### Collected data entries
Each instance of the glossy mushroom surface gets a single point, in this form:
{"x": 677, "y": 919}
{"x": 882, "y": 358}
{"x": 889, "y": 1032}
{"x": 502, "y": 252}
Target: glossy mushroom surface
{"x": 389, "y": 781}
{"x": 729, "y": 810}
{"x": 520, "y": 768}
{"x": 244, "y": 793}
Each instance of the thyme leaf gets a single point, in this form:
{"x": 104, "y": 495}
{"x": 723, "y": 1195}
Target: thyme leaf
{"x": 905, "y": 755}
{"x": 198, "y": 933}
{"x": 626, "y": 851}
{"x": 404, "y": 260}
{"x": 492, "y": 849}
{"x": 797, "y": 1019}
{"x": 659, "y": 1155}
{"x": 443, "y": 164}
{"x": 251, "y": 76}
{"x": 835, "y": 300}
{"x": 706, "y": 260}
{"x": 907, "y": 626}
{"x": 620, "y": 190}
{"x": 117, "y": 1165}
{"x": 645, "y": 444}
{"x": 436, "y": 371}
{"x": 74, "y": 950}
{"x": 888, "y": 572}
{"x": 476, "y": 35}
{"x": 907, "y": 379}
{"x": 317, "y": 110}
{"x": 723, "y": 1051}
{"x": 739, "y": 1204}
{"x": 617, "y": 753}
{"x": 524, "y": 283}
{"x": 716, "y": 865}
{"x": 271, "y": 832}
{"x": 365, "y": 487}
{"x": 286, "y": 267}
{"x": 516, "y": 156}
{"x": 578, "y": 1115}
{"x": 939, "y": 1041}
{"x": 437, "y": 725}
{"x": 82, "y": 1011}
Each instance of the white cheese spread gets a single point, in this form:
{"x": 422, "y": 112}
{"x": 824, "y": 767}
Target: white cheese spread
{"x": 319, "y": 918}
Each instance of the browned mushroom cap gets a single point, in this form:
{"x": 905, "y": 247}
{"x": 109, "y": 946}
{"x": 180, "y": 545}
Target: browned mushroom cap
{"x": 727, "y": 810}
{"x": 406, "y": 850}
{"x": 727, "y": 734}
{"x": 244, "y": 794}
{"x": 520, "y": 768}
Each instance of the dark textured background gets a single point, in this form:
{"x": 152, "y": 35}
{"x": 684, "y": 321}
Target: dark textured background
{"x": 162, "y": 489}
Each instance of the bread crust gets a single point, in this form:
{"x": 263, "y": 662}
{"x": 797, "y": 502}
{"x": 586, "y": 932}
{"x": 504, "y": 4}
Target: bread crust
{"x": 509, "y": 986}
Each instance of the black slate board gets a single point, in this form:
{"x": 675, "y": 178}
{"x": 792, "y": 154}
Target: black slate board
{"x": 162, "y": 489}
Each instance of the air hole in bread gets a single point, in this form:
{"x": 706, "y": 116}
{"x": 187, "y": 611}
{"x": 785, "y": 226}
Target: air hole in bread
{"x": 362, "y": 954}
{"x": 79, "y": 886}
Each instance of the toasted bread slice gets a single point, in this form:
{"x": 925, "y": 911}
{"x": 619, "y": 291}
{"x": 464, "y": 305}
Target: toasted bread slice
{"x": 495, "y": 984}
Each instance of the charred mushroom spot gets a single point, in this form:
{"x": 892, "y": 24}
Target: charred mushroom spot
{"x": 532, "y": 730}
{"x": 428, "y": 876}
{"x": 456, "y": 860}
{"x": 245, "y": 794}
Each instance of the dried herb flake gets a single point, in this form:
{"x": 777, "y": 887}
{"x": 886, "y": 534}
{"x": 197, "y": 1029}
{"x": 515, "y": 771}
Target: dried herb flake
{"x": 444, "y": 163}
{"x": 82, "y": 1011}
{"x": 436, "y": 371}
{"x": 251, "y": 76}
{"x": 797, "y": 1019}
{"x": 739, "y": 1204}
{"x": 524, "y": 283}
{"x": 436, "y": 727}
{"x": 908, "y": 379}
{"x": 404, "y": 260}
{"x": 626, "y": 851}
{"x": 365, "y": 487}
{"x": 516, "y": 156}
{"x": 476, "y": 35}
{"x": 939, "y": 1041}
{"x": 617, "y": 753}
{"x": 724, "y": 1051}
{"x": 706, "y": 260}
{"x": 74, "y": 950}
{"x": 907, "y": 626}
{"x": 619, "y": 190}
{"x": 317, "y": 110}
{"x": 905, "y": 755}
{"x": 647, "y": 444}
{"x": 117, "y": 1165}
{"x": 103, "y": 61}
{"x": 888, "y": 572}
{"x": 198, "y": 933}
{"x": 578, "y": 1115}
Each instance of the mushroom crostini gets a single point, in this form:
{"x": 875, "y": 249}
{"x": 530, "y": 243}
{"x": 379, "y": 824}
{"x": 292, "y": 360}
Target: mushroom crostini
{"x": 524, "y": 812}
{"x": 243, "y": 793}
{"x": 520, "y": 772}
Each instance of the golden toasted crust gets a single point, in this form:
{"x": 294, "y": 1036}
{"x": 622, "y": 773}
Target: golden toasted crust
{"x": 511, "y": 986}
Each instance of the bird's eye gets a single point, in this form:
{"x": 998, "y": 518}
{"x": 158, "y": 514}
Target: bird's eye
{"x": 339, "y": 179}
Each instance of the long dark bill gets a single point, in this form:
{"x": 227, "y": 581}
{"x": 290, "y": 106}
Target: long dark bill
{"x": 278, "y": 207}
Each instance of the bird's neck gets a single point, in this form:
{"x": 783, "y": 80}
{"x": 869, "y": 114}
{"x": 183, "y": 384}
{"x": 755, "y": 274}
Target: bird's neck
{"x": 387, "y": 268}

### Written instruction
Starting at the line that contains "Each instance of the mushroom" and continuing through the last of the items, write those lines out again with the requests included. Scale every x and y coordinate in the answers by 1.7 and round it to a whole number, rounding halves up, but leave the requests and their sample points unchanged.

### Final answer
Each instance of the mushroom crostini gets a single point, in this form:
{"x": 875, "y": 249}
{"x": 530, "y": 243}
{"x": 379, "y": 824}
{"x": 292, "y": 360}
Target: mushroom crostini
{"x": 891, "y": 1380}
{"x": 413, "y": 1348}
{"x": 884, "y": 1312}
Each instance of the golden toasted crust gets a single point, in this form:
{"x": 294, "y": 1036}
{"x": 622, "y": 773}
Target: golden toasted crust
{"x": 869, "y": 1676}
Each instance of the bird's eye gets a single point, in this form:
{"x": 998, "y": 518}
{"x": 158, "y": 514}
Target: bird's eye
{"x": 576, "y": 304}
Each instance of the long dark bill gets a single point, in this form:
{"x": 227, "y": 581}
{"x": 290, "y": 106}
Target: long dark bill
{"x": 473, "y": 352}
Each instance of the bird's neck gets a single point, in this form:
{"x": 783, "y": 80}
{"x": 869, "y": 114}
{"x": 183, "y": 384}
{"x": 755, "y": 274}
Target: bird's neck
{"x": 658, "y": 456}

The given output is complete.